● **Directions for this task**:
Reproduce the article on Intel's first Arc graphics processors below word for word, in full.

* start Passage given *

Intel outs first Arc GPUs – specifications and benchmarks laid bare

Arc promises much. We examine if it delivers on specs.

After years of speculation and months of hype, Intel is finally ready to play in the discrete graphics card market. Today, Team Blue formally announces the Arc family of graphics processors, starting off with Arc 3, Arc 5 and Arc 7 primed for thin-and-light and gaming notebooks.

Codenamed Alchemist, Intel’s decision to use Arc dGPU technology for mobile first speaks volumes, literally, about market opportunity. Arc 3 is available in select laptops right now, while Arc 5 and Arc 7 will follow in the summer. Let’s examine Arc from a top-down approach.

Arc 3 available now

Entry-level Arc 3 is designed to offer casual gamers the next performance step up from integrated graphics. Available in two flavours differentiated by tweaks to specifications and power, Arc A350M and A370M ply the popular 25-50W TDP territory.

* end Passage given *
* start Extracted material *

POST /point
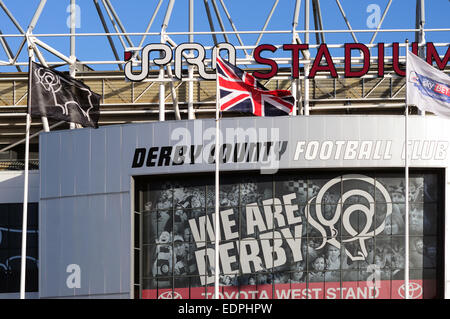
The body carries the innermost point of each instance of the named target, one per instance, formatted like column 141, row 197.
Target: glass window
column 292, row 235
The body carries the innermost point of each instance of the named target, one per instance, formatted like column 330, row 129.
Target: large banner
column 286, row 236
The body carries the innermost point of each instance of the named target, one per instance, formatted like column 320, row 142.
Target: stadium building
column 312, row 204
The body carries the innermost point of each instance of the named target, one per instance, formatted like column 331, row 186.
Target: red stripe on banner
column 383, row 289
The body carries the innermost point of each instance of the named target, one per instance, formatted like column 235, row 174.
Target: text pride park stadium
column 331, row 161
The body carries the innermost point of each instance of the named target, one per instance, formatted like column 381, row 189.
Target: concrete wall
column 86, row 195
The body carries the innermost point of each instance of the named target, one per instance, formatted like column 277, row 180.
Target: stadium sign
column 322, row 62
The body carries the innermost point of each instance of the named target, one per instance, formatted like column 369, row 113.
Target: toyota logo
column 415, row 290
column 170, row 295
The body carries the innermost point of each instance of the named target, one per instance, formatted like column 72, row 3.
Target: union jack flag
column 240, row 92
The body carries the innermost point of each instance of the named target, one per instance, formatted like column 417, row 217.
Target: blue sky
column 246, row 15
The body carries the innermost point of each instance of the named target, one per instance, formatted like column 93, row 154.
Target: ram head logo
column 359, row 213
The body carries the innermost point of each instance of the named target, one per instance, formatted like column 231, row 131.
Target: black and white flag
column 57, row 96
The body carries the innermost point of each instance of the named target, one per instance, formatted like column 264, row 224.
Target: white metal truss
column 113, row 36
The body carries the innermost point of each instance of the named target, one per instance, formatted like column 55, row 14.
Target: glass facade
column 290, row 235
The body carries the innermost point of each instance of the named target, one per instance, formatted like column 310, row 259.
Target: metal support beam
column 116, row 17
column 8, row 51
column 211, row 24
column 219, row 18
column 233, row 26
column 381, row 22
column 266, row 23
column 346, row 21
column 191, row 114
column 318, row 21
column 105, row 27
column 155, row 12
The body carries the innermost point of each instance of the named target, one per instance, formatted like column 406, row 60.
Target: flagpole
column 216, row 221
column 25, row 186
column 406, row 183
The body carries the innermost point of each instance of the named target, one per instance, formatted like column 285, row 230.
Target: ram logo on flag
column 427, row 87
column 240, row 92
column 57, row 96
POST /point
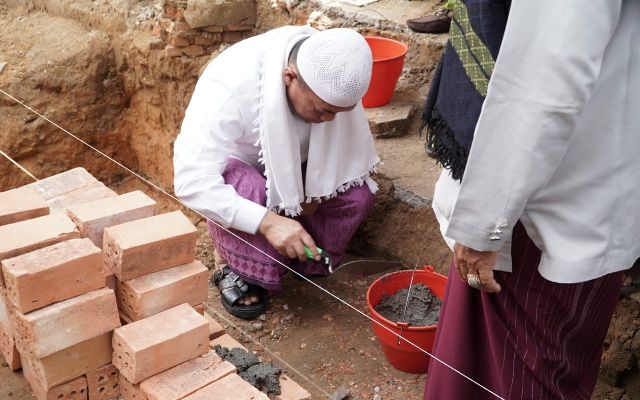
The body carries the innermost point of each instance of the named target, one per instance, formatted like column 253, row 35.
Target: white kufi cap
column 336, row 64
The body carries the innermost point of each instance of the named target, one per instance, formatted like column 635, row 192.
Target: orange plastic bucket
column 400, row 354
column 388, row 60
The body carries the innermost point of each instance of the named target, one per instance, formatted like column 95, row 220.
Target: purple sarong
column 331, row 227
column 535, row 339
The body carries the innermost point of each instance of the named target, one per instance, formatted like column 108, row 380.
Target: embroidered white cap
column 336, row 64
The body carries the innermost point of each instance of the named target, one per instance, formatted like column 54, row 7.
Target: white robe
column 239, row 109
column 557, row 144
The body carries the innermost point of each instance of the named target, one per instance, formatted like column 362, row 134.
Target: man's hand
column 481, row 263
column 309, row 208
column 287, row 236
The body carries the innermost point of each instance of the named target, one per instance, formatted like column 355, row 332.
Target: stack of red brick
column 68, row 243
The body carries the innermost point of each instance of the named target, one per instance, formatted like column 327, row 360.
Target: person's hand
column 309, row 208
column 287, row 236
column 473, row 262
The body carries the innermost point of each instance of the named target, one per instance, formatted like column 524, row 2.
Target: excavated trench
column 100, row 69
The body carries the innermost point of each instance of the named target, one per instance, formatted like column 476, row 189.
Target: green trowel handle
column 309, row 254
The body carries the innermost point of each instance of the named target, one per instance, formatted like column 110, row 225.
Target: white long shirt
column 218, row 125
column 557, row 144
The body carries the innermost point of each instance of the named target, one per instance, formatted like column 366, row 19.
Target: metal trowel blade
column 360, row 269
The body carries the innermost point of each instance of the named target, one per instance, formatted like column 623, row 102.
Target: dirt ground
column 317, row 340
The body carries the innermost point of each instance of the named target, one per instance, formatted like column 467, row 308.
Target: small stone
column 288, row 318
column 193, row 51
column 179, row 41
column 256, row 326
column 172, row 51
column 391, row 120
column 213, row 29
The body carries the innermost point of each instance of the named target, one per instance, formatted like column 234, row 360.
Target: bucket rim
column 427, row 269
column 405, row 47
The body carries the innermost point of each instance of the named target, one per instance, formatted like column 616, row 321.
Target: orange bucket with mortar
column 388, row 60
column 400, row 354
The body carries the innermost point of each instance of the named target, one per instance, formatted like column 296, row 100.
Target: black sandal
column 233, row 288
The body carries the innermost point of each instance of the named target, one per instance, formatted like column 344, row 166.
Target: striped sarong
column 536, row 339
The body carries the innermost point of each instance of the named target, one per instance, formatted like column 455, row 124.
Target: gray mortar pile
column 263, row 376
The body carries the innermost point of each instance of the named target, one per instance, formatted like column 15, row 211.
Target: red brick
column 74, row 390
column 19, row 204
column 170, row 10
column 179, row 27
column 25, row 236
column 92, row 218
column 215, row 329
column 130, row 391
column 229, row 387
column 290, row 390
column 203, row 41
column 73, row 267
column 111, row 281
column 172, row 51
column 92, row 192
column 187, row 378
column 213, row 29
column 103, row 383
column 124, row 319
column 71, row 362
column 232, row 37
column 157, row 29
column 150, row 294
column 5, row 317
column 8, row 350
column 153, row 345
column 149, row 245
column 199, row 308
column 178, row 41
column 65, row 182
column 226, row 341
column 64, row 324
column 193, row 51
column 239, row 27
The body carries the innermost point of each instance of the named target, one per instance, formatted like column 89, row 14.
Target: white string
column 18, row 165
column 249, row 244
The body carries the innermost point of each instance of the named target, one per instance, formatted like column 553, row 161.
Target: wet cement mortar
column 422, row 309
column 262, row 375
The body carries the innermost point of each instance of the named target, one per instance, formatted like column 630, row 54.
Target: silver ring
column 474, row 281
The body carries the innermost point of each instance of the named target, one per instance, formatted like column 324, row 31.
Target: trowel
column 355, row 269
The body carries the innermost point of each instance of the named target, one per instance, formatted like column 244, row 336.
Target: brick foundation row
column 101, row 298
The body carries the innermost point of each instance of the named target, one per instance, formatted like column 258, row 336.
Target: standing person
column 275, row 145
column 439, row 22
column 541, row 210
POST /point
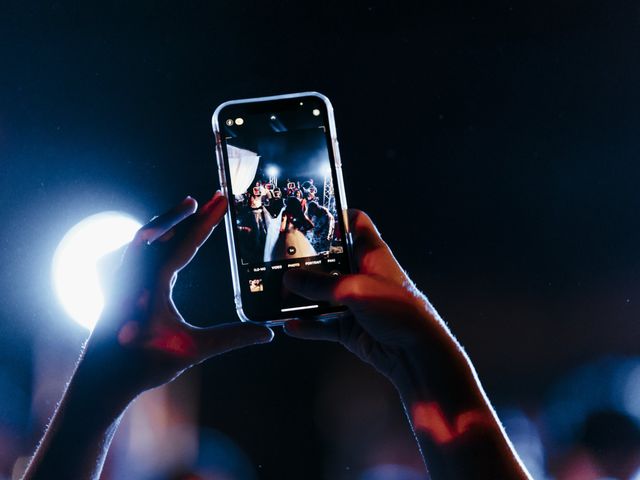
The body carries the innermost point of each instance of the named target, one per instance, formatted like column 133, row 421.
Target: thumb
column 229, row 336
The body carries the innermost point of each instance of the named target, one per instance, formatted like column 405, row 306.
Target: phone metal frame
column 348, row 240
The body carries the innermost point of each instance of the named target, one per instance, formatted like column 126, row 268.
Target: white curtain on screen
column 243, row 165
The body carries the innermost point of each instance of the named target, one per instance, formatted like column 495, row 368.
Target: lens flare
column 75, row 270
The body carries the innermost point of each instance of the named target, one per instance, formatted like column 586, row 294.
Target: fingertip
column 190, row 204
column 267, row 335
column 215, row 202
column 292, row 327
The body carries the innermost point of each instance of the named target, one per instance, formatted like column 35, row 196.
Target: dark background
column 495, row 144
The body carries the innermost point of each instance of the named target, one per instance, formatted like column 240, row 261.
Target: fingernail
column 268, row 336
column 215, row 200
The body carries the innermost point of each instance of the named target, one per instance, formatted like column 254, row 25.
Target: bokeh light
column 74, row 269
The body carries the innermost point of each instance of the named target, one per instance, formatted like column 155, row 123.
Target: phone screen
column 285, row 208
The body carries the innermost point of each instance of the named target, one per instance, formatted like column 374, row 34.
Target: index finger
column 372, row 254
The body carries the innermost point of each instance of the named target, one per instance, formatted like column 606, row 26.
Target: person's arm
column 140, row 342
column 394, row 327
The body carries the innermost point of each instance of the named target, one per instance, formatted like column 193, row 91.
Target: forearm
column 456, row 428
column 76, row 442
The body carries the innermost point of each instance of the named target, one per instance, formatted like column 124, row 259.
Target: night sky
column 495, row 145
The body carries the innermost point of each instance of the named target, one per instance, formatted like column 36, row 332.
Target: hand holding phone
column 290, row 141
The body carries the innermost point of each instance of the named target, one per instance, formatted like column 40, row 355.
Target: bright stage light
column 74, row 269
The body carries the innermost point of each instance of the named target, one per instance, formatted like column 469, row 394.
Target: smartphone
column 286, row 141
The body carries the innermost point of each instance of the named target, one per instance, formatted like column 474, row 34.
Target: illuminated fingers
column 373, row 255
column 230, row 336
column 165, row 222
column 188, row 240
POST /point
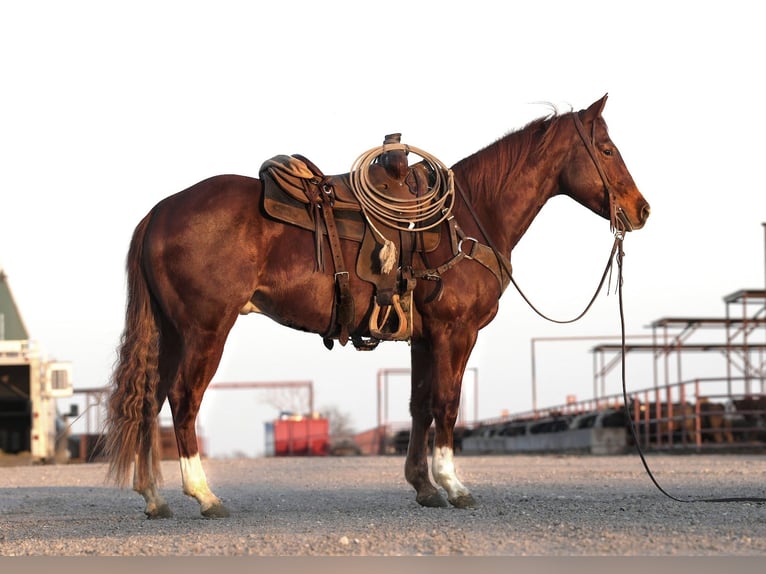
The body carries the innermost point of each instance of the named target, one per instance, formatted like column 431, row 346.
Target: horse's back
column 200, row 245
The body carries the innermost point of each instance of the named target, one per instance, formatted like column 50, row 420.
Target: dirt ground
column 361, row 506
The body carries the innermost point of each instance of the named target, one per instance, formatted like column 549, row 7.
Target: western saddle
column 295, row 191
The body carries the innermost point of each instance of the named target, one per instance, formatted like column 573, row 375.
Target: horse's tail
column 131, row 426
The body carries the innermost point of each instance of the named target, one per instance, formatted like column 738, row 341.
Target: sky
column 107, row 108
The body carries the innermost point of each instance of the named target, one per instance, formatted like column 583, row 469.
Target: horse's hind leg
column 156, row 507
column 199, row 362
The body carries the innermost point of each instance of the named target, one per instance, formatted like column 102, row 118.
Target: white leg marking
column 443, row 468
column 195, row 482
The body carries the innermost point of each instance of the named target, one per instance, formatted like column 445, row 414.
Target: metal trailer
column 30, row 423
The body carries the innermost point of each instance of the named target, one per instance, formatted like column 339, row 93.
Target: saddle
column 298, row 193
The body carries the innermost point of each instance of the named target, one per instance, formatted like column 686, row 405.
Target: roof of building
column 11, row 324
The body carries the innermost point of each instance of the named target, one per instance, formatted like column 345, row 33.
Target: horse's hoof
column 464, row 501
column 433, row 500
column 161, row 511
column 216, row 511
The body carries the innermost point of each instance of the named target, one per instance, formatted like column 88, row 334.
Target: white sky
column 106, row 108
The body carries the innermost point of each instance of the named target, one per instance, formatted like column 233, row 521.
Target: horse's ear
column 596, row 108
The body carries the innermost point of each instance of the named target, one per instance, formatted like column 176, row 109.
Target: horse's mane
column 489, row 169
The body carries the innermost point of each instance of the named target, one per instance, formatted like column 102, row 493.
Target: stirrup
column 376, row 328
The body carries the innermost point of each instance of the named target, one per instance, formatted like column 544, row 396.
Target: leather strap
column 344, row 314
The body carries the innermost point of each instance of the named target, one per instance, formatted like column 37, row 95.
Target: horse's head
column 596, row 176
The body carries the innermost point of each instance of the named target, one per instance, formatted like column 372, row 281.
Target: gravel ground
column 361, row 506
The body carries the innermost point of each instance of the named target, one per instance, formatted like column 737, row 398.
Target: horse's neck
column 513, row 205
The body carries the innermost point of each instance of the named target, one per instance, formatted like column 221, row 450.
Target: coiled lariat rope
column 419, row 213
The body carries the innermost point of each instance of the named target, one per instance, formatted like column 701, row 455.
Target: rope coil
column 417, row 214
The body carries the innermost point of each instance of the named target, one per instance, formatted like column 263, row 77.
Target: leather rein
column 619, row 224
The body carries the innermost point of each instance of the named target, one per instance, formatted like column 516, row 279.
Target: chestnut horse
column 207, row 254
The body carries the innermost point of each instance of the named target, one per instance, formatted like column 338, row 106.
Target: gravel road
column 361, row 506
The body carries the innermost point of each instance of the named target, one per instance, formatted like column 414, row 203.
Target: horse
column 204, row 256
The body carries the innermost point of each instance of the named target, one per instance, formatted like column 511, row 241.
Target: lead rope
column 619, row 257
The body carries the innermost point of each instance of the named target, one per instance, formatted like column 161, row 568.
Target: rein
column 620, row 255
column 619, row 224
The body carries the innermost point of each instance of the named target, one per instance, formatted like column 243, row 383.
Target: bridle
column 618, row 221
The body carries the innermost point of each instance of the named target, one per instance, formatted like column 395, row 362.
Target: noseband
column 618, row 221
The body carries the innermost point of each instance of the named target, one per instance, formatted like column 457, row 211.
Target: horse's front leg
column 451, row 350
column 416, row 464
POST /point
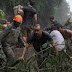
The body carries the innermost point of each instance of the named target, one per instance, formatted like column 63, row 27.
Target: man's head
column 17, row 20
column 38, row 30
column 51, row 18
column 53, row 28
column 60, row 28
column 30, row 2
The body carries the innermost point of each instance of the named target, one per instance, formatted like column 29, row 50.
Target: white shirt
column 58, row 39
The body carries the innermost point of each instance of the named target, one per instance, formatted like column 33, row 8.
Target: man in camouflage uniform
column 9, row 38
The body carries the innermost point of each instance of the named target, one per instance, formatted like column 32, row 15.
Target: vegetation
column 45, row 9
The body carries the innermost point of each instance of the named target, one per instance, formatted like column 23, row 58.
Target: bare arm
column 25, row 50
column 35, row 18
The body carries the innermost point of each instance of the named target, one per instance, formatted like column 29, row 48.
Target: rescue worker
column 9, row 39
column 29, row 18
column 53, row 21
column 38, row 38
column 58, row 40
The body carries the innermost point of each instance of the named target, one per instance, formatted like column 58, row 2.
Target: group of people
column 32, row 33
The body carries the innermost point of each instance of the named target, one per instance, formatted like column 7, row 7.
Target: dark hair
column 52, row 17
column 31, row 2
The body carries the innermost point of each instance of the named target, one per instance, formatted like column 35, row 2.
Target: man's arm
column 35, row 18
column 25, row 50
column 20, row 11
column 21, row 40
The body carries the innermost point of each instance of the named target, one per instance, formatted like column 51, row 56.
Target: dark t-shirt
column 28, row 15
column 37, row 43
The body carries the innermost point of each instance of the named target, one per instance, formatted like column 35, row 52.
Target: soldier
column 29, row 18
column 9, row 38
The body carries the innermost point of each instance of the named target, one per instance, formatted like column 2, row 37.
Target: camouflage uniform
column 9, row 39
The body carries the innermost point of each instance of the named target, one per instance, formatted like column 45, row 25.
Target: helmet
column 18, row 18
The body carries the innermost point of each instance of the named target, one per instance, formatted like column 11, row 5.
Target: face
column 38, row 31
column 16, row 24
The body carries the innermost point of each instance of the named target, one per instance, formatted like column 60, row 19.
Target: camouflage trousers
column 26, row 30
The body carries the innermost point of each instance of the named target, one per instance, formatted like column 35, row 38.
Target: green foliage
column 1, row 14
column 1, row 26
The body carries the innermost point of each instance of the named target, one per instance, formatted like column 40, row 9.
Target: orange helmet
column 18, row 18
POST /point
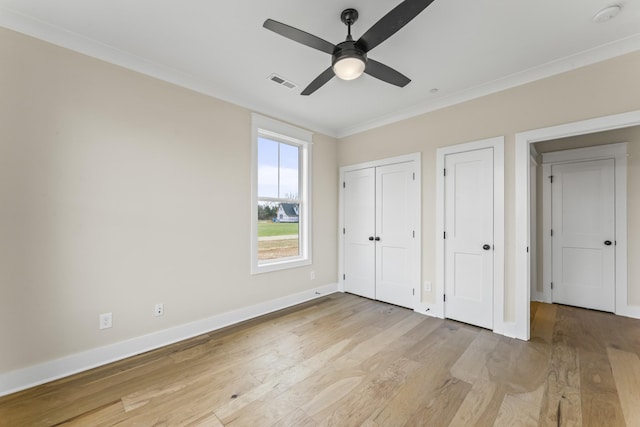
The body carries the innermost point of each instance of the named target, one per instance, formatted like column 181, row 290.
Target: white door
column 359, row 232
column 583, row 225
column 397, row 201
column 469, row 237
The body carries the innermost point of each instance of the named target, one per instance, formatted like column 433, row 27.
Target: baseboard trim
column 32, row 376
column 632, row 311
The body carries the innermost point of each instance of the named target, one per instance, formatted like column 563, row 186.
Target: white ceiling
column 464, row 48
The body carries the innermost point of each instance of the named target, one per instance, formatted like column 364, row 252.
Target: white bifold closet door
column 380, row 242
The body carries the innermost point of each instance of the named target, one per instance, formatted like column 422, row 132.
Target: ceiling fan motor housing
column 348, row 49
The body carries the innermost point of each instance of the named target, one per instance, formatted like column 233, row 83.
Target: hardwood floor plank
column 626, row 372
column 561, row 404
column 343, row 360
column 471, row 367
column 521, row 409
column 543, row 323
column 423, row 385
column 600, row 402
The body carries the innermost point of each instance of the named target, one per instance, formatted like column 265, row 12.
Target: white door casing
column 469, row 237
column 583, row 239
column 359, row 225
column 396, row 206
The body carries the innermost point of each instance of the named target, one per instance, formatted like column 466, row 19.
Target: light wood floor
column 344, row 360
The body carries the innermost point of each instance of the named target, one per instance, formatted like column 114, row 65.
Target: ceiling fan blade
column 299, row 36
column 389, row 24
column 385, row 73
column 319, row 81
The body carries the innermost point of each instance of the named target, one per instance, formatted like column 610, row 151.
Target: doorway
column 580, row 198
column 522, row 213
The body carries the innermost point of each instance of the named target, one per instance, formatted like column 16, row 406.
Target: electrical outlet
column 427, row 286
column 106, row 320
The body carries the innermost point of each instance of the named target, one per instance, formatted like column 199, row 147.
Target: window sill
column 280, row 265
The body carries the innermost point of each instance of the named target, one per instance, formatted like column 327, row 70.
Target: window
column 280, row 221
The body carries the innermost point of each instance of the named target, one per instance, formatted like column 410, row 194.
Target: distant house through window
column 280, row 191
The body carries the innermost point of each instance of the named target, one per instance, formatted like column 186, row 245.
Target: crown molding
column 58, row 36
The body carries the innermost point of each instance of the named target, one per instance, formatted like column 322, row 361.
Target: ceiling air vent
column 282, row 81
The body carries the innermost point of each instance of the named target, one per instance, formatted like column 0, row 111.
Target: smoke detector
column 607, row 13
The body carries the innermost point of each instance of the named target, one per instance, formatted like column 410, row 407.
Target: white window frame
column 262, row 126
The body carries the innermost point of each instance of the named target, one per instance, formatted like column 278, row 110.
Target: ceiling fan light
column 349, row 67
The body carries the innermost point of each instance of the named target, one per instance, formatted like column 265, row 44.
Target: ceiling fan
column 349, row 58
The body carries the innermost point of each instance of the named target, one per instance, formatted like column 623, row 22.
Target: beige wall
column 601, row 89
column 631, row 136
column 118, row 191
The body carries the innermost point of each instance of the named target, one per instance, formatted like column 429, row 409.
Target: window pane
column 278, row 231
column 289, row 172
column 267, row 168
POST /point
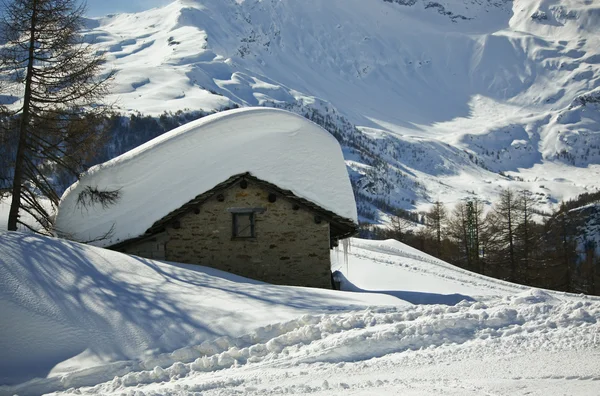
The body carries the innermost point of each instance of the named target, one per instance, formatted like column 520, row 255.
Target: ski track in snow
column 506, row 342
column 346, row 345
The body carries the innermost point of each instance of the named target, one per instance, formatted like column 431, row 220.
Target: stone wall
column 290, row 248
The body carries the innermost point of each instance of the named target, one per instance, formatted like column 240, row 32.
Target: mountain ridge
column 436, row 106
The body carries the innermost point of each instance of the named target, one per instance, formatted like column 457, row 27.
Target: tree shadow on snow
column 419, row 298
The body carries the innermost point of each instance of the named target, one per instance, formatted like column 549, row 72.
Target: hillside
column 84, row 320
column 430, row 100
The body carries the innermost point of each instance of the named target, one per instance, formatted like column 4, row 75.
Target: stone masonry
column 290, row 247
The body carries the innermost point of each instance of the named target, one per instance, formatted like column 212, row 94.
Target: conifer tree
column 59, row 81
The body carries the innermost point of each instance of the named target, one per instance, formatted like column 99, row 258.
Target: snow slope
column 167, row 172
column 91, row 321
column 446, row 95
column 67, row 306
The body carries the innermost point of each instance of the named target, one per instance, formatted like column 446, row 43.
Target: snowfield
column 446, row 94
column 84, row 320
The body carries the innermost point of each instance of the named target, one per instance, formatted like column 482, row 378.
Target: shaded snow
column 162, row 175
column 96, row 322
column 72, row 306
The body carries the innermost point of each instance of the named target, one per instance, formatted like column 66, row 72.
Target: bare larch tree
column 60, row 82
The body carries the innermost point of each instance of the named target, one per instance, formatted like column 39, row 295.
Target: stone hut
column 257, row 192
column 248, row 227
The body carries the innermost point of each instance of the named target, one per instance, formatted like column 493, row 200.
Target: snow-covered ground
column 84, row 320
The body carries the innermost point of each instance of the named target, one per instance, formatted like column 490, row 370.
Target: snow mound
column 160, row 176
column 69, row 307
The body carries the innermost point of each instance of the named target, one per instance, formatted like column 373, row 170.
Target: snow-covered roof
column 163, row 174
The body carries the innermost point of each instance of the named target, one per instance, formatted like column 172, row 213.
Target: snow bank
column 167, row 172
column 67, row 306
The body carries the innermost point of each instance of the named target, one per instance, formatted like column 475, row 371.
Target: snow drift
column 67, row 306
column 160, row 176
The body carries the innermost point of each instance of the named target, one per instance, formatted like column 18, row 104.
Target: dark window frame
column 234, row 225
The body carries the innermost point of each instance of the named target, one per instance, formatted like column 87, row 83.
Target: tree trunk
column 13, row 215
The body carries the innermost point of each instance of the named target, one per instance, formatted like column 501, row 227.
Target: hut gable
column 260, row 192
column 251, row 228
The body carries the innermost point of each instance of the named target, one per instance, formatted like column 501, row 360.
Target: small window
column 243, row 225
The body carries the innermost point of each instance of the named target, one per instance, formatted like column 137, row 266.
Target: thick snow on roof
column 160, row 176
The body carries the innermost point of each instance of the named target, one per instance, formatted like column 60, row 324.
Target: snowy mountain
column 85, row 320
column 430, row 99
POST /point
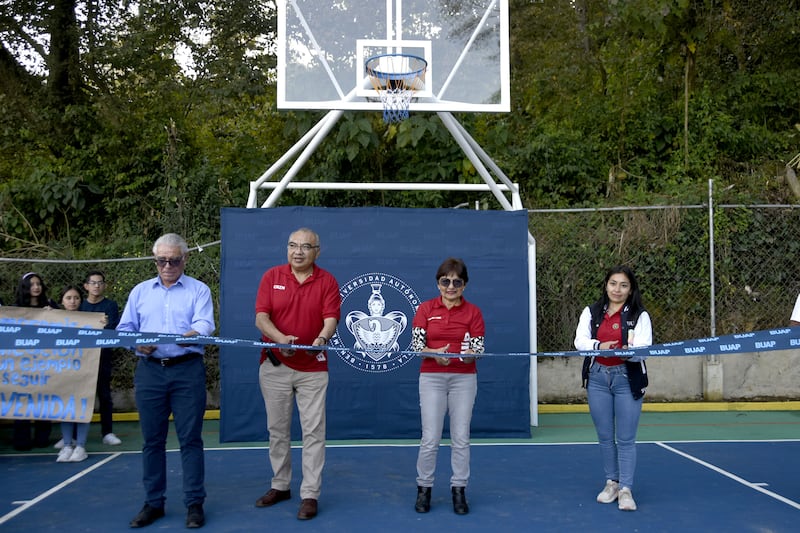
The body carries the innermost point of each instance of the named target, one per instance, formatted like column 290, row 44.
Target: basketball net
column 396, row 77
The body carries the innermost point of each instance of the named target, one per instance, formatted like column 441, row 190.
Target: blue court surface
column 682, row 486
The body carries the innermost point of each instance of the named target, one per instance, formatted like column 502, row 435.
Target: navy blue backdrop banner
column 391, row 255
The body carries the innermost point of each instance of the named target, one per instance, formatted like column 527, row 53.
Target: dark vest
column 637, row 371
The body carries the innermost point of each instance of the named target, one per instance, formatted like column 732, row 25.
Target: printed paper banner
column 47, row 381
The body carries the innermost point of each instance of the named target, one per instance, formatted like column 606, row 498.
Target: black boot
column 423, row 504
column 459, row 501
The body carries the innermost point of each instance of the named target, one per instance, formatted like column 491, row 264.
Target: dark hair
column 93, row 273
column 22, row 296
column 68, row 288
column 634, row 300
column 454, row 265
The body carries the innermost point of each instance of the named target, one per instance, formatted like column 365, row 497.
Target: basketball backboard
column 323, row 46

* end Extracted material *

● **Written solution**:
Intel outs first Arc GPUs – specifications and benchmarks laid bare

Arc promises much. We examine if it delivers on specs.

After years of speculation and months of hype, Intel is finally ready to play in the discrete graphics card market. Today, Team Blue formally announces the Arc family of graphics processors, starting off with Arc 3, Arc 5 and Arc 7 primed for thin-and-light and gaming notebooks.

Codenamed Alchemist, Intel’s decision to use Arc dGPU technology for mobile first speaks volumes, literally, about market opportunity. Arc 3 is available in select laptops right now, while Arc 5 and Arc 7 will follow in the summer. Let’s examine Arc from a top-down approach.

Arc 3 available now

Entry-level Arc 3 is designed to offer casual gamers the next performance step up from integrated graphics. Available in two flavours differentiated by tweaks to specifications and power, Arc A350M and A370M ply the popular 25-50W TDP territory.